* _Exercise prompt_: The lines to transcribe begin with the one containing "Tag every instance of the doctor's" and end with the last line below; reproduce them exactly, without the pictures.

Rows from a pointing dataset
● ● ●

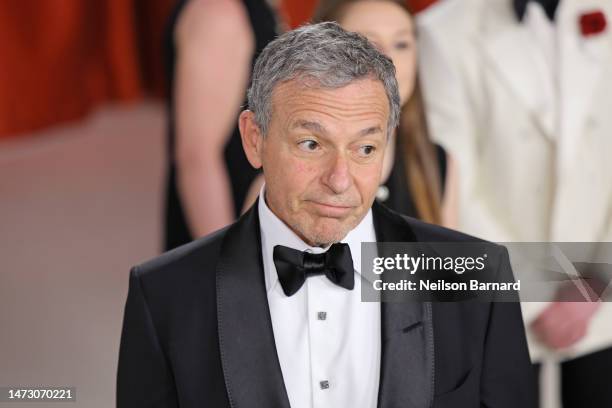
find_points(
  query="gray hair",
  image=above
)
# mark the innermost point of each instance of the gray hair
(325, 53)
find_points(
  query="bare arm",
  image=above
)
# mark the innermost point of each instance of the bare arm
(214, 49)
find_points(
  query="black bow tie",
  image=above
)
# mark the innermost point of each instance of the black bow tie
(550, 7)
(293, 266)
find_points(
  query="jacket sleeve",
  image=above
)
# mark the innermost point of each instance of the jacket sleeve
(144, 378)
(508, 378)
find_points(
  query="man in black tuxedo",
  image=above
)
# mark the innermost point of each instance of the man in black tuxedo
(267, 312)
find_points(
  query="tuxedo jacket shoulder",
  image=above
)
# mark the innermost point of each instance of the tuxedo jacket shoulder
(197, 332)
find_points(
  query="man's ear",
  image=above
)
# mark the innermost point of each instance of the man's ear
(252, 139)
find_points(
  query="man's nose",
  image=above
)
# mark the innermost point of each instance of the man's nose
(338, 176)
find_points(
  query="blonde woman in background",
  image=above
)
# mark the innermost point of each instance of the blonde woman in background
(415, 169)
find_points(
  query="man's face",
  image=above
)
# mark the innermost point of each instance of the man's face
(322, 157)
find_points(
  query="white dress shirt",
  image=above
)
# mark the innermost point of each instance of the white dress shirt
(327, 340)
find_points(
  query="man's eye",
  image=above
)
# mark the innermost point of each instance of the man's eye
(403, 45)
(308, 145)
(366, 151)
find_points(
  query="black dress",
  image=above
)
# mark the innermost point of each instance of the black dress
(241, 174)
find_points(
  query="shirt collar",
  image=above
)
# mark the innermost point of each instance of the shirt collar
(276, 232)
(549, 6)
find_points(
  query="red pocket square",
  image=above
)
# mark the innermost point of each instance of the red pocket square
(592, 23)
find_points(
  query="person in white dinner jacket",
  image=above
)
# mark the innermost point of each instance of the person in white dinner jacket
(519, 92)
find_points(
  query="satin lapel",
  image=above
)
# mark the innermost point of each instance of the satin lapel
(582, 61)
(407, 349)
(250, 363)
(514, 56)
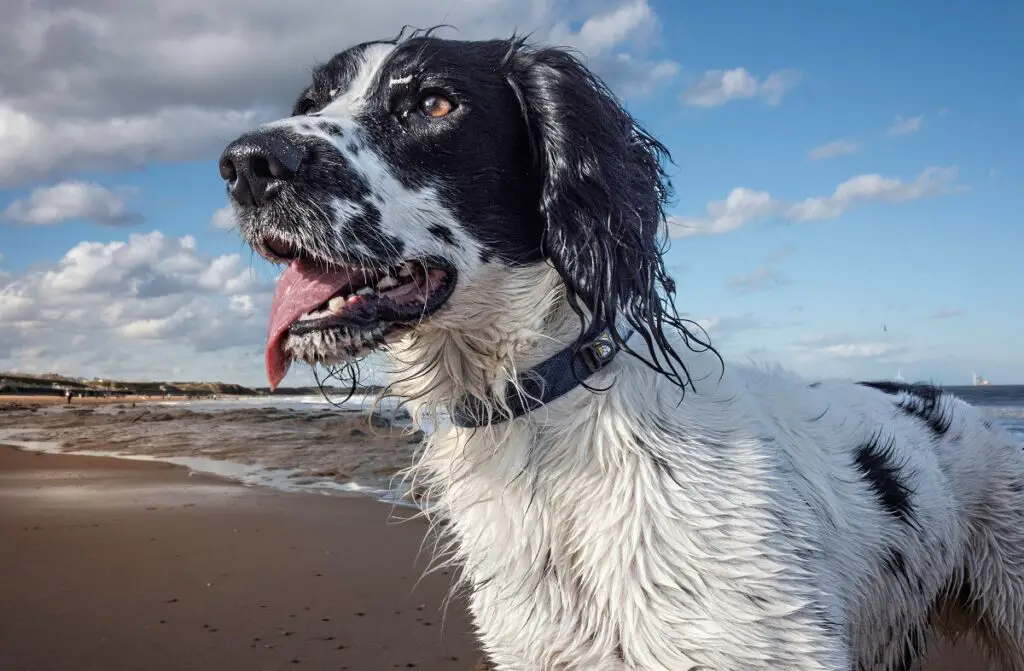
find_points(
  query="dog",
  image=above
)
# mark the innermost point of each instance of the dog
(616, 497)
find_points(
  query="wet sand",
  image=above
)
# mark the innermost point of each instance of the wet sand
(112, 564)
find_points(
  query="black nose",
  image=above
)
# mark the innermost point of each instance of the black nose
(257, 165)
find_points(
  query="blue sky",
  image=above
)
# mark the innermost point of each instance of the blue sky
(913, 266)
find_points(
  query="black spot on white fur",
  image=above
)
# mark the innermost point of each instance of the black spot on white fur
(442, 234)
(875, 461)
(921, 401)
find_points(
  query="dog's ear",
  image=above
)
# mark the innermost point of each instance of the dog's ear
(602, 197)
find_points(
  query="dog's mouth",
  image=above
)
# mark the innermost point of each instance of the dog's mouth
(329, 315)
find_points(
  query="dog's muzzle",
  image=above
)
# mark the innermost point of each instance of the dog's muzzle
(257, 165)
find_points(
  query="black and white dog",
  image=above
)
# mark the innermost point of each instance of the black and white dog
(617, 498)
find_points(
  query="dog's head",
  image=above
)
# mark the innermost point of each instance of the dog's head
(413, 169)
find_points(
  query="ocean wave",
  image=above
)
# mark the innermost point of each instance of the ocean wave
(291, 444)
(287, 443)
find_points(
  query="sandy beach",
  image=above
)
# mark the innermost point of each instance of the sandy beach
(113, 563)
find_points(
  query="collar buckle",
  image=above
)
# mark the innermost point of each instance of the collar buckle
(599, 352)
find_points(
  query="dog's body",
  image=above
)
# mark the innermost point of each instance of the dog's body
(762, 522)
(670, 514)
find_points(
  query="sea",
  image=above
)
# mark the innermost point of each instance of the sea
(299, 444)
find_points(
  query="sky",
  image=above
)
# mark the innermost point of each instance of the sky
(849, 176)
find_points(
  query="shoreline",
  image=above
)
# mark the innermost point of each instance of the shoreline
(124, 563)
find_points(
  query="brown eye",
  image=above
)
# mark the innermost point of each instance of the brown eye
(434, 106)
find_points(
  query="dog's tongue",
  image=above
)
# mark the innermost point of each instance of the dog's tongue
(301, 288)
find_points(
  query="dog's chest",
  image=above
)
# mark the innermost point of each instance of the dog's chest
(569, 549)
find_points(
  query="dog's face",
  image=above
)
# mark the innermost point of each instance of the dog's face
(412, 169)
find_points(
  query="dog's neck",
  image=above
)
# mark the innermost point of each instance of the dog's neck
(504, 326)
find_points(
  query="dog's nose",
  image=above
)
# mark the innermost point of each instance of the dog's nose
(257, 165)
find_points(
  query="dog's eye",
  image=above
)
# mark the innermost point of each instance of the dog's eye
(435, 106)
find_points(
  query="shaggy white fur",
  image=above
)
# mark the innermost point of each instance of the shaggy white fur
(757, 522)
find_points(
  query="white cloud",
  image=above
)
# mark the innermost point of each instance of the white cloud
(901, 126)
(151, 306)
(72, 201)
(716, 87)
(99, 85)
(763, 277)
(737, 209)
(856, 350)
(947, 312)
(223, 218)
(933, 181)
(743, 206)
(834, 149)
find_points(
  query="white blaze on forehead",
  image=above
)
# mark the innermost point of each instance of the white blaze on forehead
(354, 95)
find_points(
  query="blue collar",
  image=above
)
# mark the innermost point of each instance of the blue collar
(548, 380)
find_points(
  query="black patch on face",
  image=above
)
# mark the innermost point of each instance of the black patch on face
(920, 401)
(477, 157)
(442, 234)
(875, 461)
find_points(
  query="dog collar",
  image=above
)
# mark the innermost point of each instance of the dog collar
(548, 380)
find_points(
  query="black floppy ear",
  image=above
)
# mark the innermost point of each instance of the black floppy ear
(602, 197)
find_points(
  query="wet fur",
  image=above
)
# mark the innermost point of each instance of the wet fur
(677, 513)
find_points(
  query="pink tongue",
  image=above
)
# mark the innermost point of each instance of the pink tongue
(300, 289)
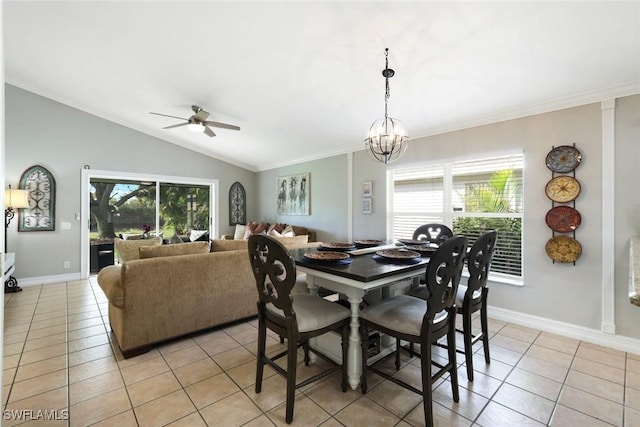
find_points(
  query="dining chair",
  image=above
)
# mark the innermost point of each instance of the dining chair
(435, 233)
(298, 317)
(473, 297)
(416, 321)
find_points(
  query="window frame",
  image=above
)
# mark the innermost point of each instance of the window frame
(448, 214)
(88, 174)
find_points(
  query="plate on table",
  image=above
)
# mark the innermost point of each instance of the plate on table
(563, 159)
(326, 256)
(563, 249)
(413, 242)
(367, 243)
(563, 219)
(423, 249)
(562, 189)
(333, 246)
(398, 254)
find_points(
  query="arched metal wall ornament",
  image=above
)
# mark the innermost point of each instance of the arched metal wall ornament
(237, 204)
(41, 188)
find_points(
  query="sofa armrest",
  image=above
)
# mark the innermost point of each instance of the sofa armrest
(109, 281)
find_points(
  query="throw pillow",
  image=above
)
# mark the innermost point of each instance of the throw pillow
(221, 245)
(288, 231)
(274, 233)
(173, 250)
(128, 249)
(255, 228)
(239, 233)
(201, 235)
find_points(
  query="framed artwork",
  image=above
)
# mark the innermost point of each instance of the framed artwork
(367, 205)
(367, 189)
(41, 189)
(293, 194)
(237, 204)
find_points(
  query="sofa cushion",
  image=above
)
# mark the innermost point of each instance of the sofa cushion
(221, 245)
(199, 235)
(128, 249)
(293, 241)
(173, 250)
(255, 228)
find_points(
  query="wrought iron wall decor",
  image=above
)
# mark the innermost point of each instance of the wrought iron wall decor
(41, 188)
(237, 204)
(293, 194)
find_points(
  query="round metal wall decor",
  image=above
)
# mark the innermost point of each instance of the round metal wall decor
(563, 219)
(563, 159)
(562, 189)
(563, 249)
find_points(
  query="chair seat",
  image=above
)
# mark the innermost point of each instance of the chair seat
(313, 312)
(400, 313)
(460, 295)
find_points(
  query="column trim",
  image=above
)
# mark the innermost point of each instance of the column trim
(608, 216)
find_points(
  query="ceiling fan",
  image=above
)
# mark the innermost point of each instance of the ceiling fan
(198, 122)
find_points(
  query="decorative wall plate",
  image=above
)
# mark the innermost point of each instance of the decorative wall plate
(563, 249)
(563, 159)
(562, 189)
(563, 219)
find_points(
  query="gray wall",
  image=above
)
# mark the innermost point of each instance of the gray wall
(328, 197)
(63, 139)
(560, 292)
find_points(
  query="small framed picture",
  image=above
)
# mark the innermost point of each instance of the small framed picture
(367, 189)
(367, 205)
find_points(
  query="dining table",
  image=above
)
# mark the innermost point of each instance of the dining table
(364, 272)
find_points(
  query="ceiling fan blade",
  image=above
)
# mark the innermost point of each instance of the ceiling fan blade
(176, 126)
(209, 132)
(221, 125)
(166, 115)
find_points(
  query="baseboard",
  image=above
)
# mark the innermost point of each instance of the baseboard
(45, 280)
(594, 336)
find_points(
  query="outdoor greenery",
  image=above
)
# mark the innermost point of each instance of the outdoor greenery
(497, 195)
(130, 208)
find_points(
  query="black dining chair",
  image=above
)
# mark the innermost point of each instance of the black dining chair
(416, 321)
(433, 233)
(473, 297)
(298, 317)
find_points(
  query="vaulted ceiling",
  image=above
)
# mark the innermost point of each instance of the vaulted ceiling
(303, 79)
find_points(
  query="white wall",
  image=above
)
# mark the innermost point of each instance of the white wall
(627, 208)
(63, 139)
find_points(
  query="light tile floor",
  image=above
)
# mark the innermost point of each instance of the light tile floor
(60, 362)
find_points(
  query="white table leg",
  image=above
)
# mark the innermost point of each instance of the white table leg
(354, 352)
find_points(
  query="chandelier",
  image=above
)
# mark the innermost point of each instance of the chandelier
(387, 138)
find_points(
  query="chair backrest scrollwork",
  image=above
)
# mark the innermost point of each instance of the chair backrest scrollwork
(479, 261)
(274, 271)
(436, 233)
(443, 275)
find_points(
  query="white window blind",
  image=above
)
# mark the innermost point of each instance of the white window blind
(470, 197)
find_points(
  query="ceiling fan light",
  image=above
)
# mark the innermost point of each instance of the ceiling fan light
(195, 127)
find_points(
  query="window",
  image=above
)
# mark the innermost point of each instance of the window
(469, 196)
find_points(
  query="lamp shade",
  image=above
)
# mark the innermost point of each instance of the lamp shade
(16, 199)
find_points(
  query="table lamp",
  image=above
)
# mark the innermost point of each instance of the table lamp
(13, 200)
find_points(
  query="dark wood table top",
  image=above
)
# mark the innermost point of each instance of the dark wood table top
(363, 268)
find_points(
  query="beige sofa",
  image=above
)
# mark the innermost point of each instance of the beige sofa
(178, 289)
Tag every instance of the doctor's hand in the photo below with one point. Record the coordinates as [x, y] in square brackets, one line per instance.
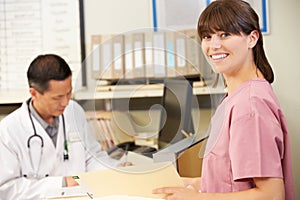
[70, 181]
[178, 193]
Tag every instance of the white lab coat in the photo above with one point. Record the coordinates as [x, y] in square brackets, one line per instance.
[84, 153]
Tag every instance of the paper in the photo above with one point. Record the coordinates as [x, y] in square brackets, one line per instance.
[131, 181]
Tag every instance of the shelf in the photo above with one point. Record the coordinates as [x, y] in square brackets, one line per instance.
[137, 91]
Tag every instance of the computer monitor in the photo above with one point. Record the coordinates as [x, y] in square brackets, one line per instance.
[176, 116]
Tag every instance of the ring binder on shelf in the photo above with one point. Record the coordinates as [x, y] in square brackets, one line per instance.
[139, 56]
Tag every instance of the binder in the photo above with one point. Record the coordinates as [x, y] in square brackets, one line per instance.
[170, 54]
[159, 54]
[128, 56]
[106, 57]
[139, 55]
[149, 60]
[95, 43]
[180, 58]
[118, 57]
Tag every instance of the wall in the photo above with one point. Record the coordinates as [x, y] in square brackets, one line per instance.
[282, 48]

● ● ●

* _Output for this task_:
Tag every instance of the doctor's hand in the photo below with one point. Record the coordinates as [x, y] in square brackets, one line per instance.
[70, 181]
[178, 193]
Tag every instance of the white lab coat in the photo above with one point. Record the coordinates as [x, y] in square brackets, one line per instance.
[84, 153]
Tag every instance of the paper in the photo above with one point. Record the coordinates as [x, y] in square brackets, one line per instance.
[131, 181]
Tag every instance of the shelf in the photo above with one point. Record the coordinates as [x, y] in square brackets, one line per instance.
[137, 91]
Tag every instance of the computer monitor in the photo above with one point. Record the coordinates as [x, y] in square brackets, one line per instance.
[176, 116]
Tag every instance of the ring binder on shelf in the photo above with one point. Record the coordinates as [x, y] in square brackets, one line per instance.
[139, 56]
Tag every instance of the binder in the photo above with one point. Record the coordinates as [x, y] in square brackets, one line per instance.
[170, 54]
[159, 54]
[128, 56]
[106, 57]
[139, 55]
[149, 60]
[95, 43]
[180, 58]
[118, 57]
Tag every instance of the wall in the photo above with one point. Record the coordinates as [x, y] in square brackets, one line per instance.
[282, 48]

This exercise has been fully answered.